Selected extract
# Oven Help



## Jennifer Backus (Jun 9, 2019)

I'm new here and have been looking through a lot of different threads for help with my oven situation.

I've owned a coffee shop for 22 years and we have baked, and consistently expanded our bakery over the last 15 years. All of this time we have only been using regular home based ovens and stovetops and they have worked just perfect for us. No the Health Inspector has informed us that we are required to have all commercial equipment with no exceptions by June of 2020!

Other than the financial burden this poses I am flummoxed about what type of ovens to get as we do a little bit of everything including: muffins, cupcakes, sugar cookies, cheesecakes, cakes and bars. I'm looking for some help and direction if anyone has the time to offer some advice!

Thank you so much for taking the time to read!

Jennifer


----------



## chefwriter (Oct 31, 2012)

Just wanted to let you know to give members a few days to respond as this site covers all time zones so appropriate responses from professional bakers may take some time. 
I have no professional baking experience with oven brands so I don't know how each brand would would affect your baking needs. Any of the commercial ovens will handle all you do. As with any new oven, some adjustment in baking times for each item may be needed. 
The only advice I can provide is what I assume to be obvious. You would be looking at Convection ovens and/or standard ovens under a stove top. Check in to local restaurant suppliers to see what info and styles they can provide. Used may be a good option.
And of course, check measurements to make sure you have the space to accommodate a commercial range/oven. They are typically larger than home ones so your current work arrangement may need some adjustment. 
Your insurance, fire and otherwise may also be affected. 
You may also have to upgrade your gas lines or electric service depending on which oven you get. 
I am curious as to why the HD requires commercial ovens, especially after 22 years all of a sudden. I don't see how that affects food safety in any way and they haven't required you to get them in 22 years but now they do??? If they haven't told you, June 2020 gives you some time to find out. I'm quite curious.


----------



## halb (May 25, 2015)

Likely they will be looking for an NSF listing.


----------



## jcakes (Feb 18, 2007)

Go to your local restaurant supply house (NOT restaurant depot!) and talk to them; they will tell you which brands require frequent service (or they will give you the names of local service companies and you can ask them) so you know to stay away from them. 

If you've been using consumer level appliances all these years, have you not installed ventilation and fire suppression systems? Because.....

If you buy electric ovens, you may not have to have ventilation in place; electric is more expensive to run over the long term but short term you save on not having to install hoods. Check that your electrical system can handle the additional load; otherwise you are going to have to upgrade that (likely at your expense, not the landlord's responsiblity).

If you buy gas appliances, you need ventilation. Even if you aren't ever going to saute anything on a gas range, you have to have fire suppression because you have the potential to saute something and that's the key, you have to have a means to put out a gas fire.

(Excerpts of location labeling data)
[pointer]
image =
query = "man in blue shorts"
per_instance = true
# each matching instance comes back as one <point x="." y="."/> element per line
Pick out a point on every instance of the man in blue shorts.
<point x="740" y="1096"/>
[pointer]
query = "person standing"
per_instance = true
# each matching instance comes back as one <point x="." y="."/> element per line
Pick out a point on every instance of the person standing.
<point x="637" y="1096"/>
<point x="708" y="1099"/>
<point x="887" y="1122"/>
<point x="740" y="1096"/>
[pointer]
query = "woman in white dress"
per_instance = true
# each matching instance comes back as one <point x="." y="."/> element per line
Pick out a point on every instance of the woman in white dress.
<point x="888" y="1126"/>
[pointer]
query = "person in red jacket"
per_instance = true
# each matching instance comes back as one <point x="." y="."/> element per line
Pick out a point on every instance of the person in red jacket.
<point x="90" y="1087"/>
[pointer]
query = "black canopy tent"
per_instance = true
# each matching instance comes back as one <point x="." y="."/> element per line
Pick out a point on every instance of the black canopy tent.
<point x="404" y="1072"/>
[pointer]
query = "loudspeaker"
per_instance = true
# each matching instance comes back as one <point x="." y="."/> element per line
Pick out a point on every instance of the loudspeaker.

Exercise
Copy the oven thread from "## Jennifer Backus" to "June of 2020!", and swap "coffee shop" for "cafe".

Result below
## Jennifer Backus (Jun 9, 2019)

I'm new here and have been looking through a lot of different threads for help with my oven situation.

I've owned a cafe for 22 years and we have baked, and consistently expanded our bakery over the last 15 years. All of this time we have only been using regular home based ovens and stovetops and they have worked just perfect for us. No the Health Inspector has informed us that we are required to have all commercial equipment with no exceptions by June of 2020!